Pictures aside, each entry has to be returned exactly as it stands.

[Natural language region descriptions]
-----

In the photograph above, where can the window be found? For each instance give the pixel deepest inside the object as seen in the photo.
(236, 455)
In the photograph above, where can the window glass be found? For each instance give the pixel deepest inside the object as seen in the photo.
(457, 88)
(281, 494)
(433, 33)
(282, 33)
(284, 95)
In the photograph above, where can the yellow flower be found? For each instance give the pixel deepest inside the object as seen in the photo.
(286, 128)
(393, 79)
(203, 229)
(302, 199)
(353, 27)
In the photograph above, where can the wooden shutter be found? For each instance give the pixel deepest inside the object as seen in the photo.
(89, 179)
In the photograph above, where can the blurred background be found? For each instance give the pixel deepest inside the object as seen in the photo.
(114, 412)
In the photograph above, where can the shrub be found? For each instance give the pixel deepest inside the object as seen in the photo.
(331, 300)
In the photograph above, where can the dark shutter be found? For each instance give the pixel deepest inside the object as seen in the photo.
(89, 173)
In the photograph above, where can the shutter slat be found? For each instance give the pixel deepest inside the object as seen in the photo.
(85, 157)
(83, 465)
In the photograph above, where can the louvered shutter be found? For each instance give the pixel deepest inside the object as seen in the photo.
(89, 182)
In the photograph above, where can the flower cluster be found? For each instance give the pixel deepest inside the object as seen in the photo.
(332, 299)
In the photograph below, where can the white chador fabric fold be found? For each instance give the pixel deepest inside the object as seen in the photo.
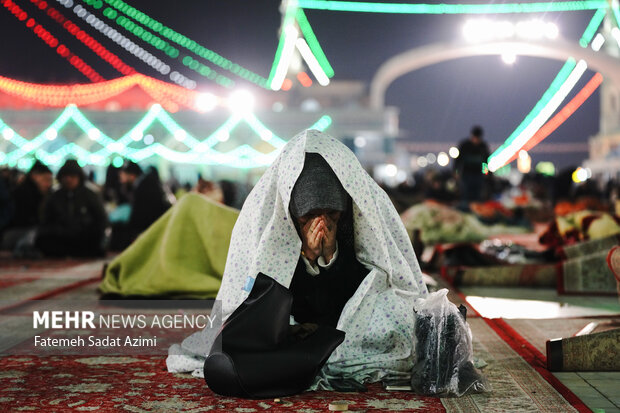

-----

Answer to this exercise =
In the photograph above, where can the window be found? For each instance give the pixel deepest inside the object as seen in the photo.
(236, 455)
In the photograph above, where can the window glass be found? For each instance give the pixel deepest inside the object as seen in the photo.
(457, 88)
(281, 494)
(433, 33)
(282, 33)
(284, 95)
In the photograph above, where can the yellow flower be found? For each instance give the pixel deepest inside the object as seen in the photo.
(286, 128)
(393, 79)
(203, 229)
(302, 199)
(353, 27)
In the photograph above, where can the wooden shutter be found? For each instance give the pixel deepest inside the object as seen in the photo.
(89, 179)
In the photograph above, where can the blurred background be found? For each instance give the pixel deepest inside the object as seen in the photo.
(114, 412)
In the photograph above, where can the shrub be found? For each instance give the pixel deepest inside the object as seen in the photo.
(331, 300)
In the photograph above, where can the dark shutter be found? For each instance give the pixel deepest inside the object as seen in the photo.
(89, 173)
In the photograph above, where can the shutter slat be found? For each instance give the pixel deepest inside the object as seen in the photo.
(85, 157)
(83, 465)
In the photograph above, where can the louvered shutter be found? For each instance give the pixel deepest inside the object as seen in the photo.
(89, 182)
In the photograph above, where can the flower cluster be found? For each instance give the pixel deepest inside the object as seen in the photo.
(332, 299)
In the photograph below, where can the white chador fabric fold be found? For each instance give the pixel deepest inside the object as seen in the photo.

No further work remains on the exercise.